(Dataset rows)
++++++

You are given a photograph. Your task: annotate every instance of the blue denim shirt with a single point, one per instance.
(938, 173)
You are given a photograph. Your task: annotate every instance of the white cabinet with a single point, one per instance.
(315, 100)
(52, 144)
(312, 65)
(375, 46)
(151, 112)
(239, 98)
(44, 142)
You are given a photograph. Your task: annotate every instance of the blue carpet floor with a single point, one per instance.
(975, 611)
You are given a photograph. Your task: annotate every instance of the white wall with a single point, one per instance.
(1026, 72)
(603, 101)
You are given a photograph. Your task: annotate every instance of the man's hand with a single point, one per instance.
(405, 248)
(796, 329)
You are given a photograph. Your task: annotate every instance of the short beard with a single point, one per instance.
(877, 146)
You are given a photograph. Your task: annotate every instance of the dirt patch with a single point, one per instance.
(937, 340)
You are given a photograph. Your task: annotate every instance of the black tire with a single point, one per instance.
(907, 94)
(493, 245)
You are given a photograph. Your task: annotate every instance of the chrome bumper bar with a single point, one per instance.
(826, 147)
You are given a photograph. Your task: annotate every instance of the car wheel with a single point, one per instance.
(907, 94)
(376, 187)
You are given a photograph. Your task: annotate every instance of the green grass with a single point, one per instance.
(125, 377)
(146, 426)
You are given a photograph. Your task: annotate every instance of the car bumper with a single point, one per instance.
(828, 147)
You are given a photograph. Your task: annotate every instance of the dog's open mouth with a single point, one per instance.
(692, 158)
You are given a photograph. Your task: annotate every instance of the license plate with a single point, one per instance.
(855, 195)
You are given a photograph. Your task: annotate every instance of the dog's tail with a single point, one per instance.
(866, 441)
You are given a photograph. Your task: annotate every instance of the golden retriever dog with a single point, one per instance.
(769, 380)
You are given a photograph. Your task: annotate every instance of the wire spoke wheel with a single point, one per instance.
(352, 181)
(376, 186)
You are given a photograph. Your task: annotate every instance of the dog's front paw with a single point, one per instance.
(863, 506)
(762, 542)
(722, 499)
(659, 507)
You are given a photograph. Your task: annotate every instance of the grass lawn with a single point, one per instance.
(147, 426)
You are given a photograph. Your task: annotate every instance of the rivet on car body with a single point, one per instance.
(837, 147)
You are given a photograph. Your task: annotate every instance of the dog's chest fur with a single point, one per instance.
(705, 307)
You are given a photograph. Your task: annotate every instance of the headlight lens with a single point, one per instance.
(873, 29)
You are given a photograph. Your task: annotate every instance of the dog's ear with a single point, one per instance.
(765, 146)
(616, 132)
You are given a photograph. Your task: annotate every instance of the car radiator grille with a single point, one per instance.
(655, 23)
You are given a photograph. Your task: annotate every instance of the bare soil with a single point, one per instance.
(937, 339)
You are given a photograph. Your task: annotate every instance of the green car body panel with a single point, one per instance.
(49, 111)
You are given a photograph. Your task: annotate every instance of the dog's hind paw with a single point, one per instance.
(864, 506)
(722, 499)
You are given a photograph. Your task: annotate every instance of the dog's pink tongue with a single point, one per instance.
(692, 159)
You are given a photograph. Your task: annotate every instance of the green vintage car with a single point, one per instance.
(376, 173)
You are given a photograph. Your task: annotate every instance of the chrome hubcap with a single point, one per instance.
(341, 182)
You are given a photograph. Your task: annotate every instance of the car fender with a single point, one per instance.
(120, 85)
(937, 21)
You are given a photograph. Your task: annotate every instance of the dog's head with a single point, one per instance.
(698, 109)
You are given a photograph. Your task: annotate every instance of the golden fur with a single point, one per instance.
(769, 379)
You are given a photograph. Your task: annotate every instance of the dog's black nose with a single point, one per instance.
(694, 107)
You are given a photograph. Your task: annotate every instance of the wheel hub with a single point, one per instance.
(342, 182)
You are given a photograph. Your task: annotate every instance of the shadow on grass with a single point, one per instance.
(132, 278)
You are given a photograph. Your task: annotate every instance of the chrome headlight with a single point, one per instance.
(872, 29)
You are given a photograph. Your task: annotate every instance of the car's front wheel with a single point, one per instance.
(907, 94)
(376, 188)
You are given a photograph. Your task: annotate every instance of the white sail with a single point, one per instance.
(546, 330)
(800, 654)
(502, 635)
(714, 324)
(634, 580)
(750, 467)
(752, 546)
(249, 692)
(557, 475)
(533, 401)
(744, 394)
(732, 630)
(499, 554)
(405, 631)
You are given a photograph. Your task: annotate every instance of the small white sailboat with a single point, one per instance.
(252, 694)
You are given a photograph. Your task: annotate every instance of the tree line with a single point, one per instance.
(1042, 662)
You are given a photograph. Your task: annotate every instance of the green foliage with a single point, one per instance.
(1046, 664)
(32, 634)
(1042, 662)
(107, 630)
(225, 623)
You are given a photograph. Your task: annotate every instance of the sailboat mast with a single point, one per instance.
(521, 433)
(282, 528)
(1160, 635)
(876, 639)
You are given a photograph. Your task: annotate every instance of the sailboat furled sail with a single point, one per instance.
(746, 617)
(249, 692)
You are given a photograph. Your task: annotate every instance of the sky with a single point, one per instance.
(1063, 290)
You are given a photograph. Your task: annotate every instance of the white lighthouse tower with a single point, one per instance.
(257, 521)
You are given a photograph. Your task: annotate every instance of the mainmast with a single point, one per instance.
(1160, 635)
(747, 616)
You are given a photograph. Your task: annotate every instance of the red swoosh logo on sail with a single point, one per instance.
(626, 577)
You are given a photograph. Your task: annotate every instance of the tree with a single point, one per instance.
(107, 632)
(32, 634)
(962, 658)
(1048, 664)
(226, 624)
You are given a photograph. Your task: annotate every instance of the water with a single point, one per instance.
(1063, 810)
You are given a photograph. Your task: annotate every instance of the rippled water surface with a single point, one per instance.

++++++

**Task statement:**
Write out all the entries exactly.

**Correct output:**
You are given a photograph. Your task: annotate every instance of the blue denim shirt with a single point, one per instance.
(938, 173)
You are given a photograph. Your task: annotate every instance of the white cabinet with a single point, one per instance.
(315, 100)
(52, 144)
(312, 65)
(375, 46)
(151, 112)
(239, 98)
(44, 142)
You are given a photograph. Your task: annotate every instance of the blue carpet floor with a single point, one per instance.
(975, 611)
You are given a photograph. Your task: annotate every instance of the white wall with a single point, one per instance.
(1026, 72)
(603, 101)
You are given a photograph. Your task: annotate every instance of the man's hand with a single point, one per instance.
(405, 248)
(796, 329)
You are given a photograph. Your task: annotate every instance of the short beard with a single point, one per instance.
(877, 146)
You are given a photograph. Your task: annotate every instance of the dirt patch with a single point, one per instance.
(937, 340)
You are given a photograph. Your task: annotate every instance of the black tire with a single point, one per instance.
(907, 94)
(493, 245)
You are given a photograph. Your task: annotate every instance of the chrome bumper bar with a single point, one per instance.
(826, 147)
You are given a photograph. Your task: annotate every instance of the car wheel with a single point, one per instance.
(907, 94)
(376, 187)
You are given a photograph. Your task: annotate every instance of the green grass with a single point, one per instance.
(125, 377)
(146, 426)
You are given a photograph. Your task: annotate every instance of the car bumper with a single point, one per instance.
(828, 147)
You are given a photograph. Your task: annotate every instance of the dog's open mouth with a single point, one per instance.
(692, 158)
You are given a photograph. Your task: annotate every instance of the license plate with a single point, one per instance.
(855, 195)
You are given a photograph. Your task: annotate every instance of the dog's tail with a single point, one per instance.
(866, 441)
You are given a photograph. Your task: annotate every instance of the golden retriever dog with a single point, one per instance.
(769, 380)
You are given a photograph. Your task: annotate every instance of the wire spoke wheel with a single point, one per instance.
(352, 181)
(376, 186)
You are given a photograph. Your task: annotate every instance of the dog's front paw with a single point, one per instance.
(863, 506)
(762, 542)
(722, 499)
(659, 507)
You are given a photograph. Your task: annotate every instance of the grass lawn with a single point, one per instance.
(147, 426)
You are given a photograph. Your task: annotate every instance of the rivet on car body with a single point, one per instance.
(837, 147)
You are given a photograph. Your task: annotate every instance of the dog's chest fur with a single point, one per instance.
(705, 307)
You are given a photograph. Your task: annotate every instance of the headlight lens with a single point, one per instance.
(873, 29)
You are given a photograph. Your task: annotate every instance of the dog's ear with a single point, one per instance.
(765, 146)
(616, 132)
You are given a photograph. Your task: annotate every instance of the car radiator grille with a single point, one per instance.
(655, 23)
You are given a photograph. Your task: annotate every instance of the bare soil with a single point, one per instance.
(937, 339)
You are given a photograph. Your task: annotate every instance of the green car body panel with a single point, one per instance.
(49, 111)
You are given a photograph. Your task: annotate every instance of the dog's hind paw with a single point, one per instance.
(864, 506)
(722, 499)
You are given a photograph. Your task: annotate every instance of the dog's pink tongue with a single point, one per instance.
(692, 159)
You are given a photograph. Your task: annotate every instance of the green vintage car with a single point, one per instance.
(376, 173)
You are given a photograph. Your task: annotate every instance of the chrome hubcap with a single point, one per instance.
(341, 182)
You are given a photograph. Your task: annotate every instance of the car fender with a single point, one per instance.
(120, 85)
(937, 21)
You are given a photograph. Your task: annotate every instance of the dog's head with a single point, one per instance.
(698, 109)
You are given a photograph. Your task: annotate every instance of the golden fur with a single point, one per instance.
(769, 379)
You are given a photograph. Your task: annotate every instance of the dog's black nose with a single point, one per instance.
(694, 107)
You are given a photograph. Your task: annotate every instance of the wheel hub with a single point, one per instance.
(342, 182)
You are given a photograph. Your task: annotate every instance of the shadow on grass with a single point, one per instance.
(132, 278)
You are given a photograph. Your task: annotate every instance of the chrome headlight with a single point, one per instance.
(872, 29)
You are given a photograph. Your task: annotate every instance of the car's front wheel with a single point, one per instance.
(907, 94)
(376, 188)
You are given a photograph. Your task: annotate every instance of the white sail with a single point, one per instance.
(546, 330)
(800, 654)
(502, 635)
(714, 324)
(634, 580)
(750, 467)
(752, 546)
(249, 692)
(557, 475)
(533, 401)
(744, 394)
(732, 630)
(499, 554)
(405, 631)
You are given a photograph. Your task: annotate every instance of the small white sailboat with a single point, one per instance.
(252, 694)
You are given a photograph. Your task: annotate every instance of the tree line with a single point, one per instance.
(1042, 662)
You are given a photograph. Your task: annotate every instance of the green foliage with a single point, one per instance.
(1046, 664)
(32, 634)
(1042, 662)
(107, 630)
(225, 623)
You are given a photograph. Your task: annotate every instance of the sailboat mast with a single point, one per instance.
(521, 433)
(282, 528)
(1160, 635)
(876, 639)
You are given a photograph. Your task: annotate every instance of the sailboat furled sail with a single point, one per instance.
(746, 617)
(249, 692)
You are given a photograph. Your task: annotate every instance of the sky with a single point, one per instance.
(1063, 290)
You are given a photograph. Your task: annotate every instance of the white lighthouse tower with a single point, one per instance.
(257, 521)
You are given a photograph. Your task: annotate every instance of the mainmast with a single point, one per instance.
(1160, 635)
(747, 616)
You are given a photograph. Your task: annotate every instance of the red swoosh logo on sail with a single point, one per instance.
(626, 577)
You are given a photograph. Your task: annotate every instance of the tree with a single point, one per instance.
(107, 632)
(32, 634)
(962, 658)
(1048, 664)
(226, 624)
You are given a photograph. Your task: annotate every instance of the water with a single point, one per instance.
(1063, 810)
You are given a photograph. Your task: annotate every instance of the rippled water surface with a single point, one per instance.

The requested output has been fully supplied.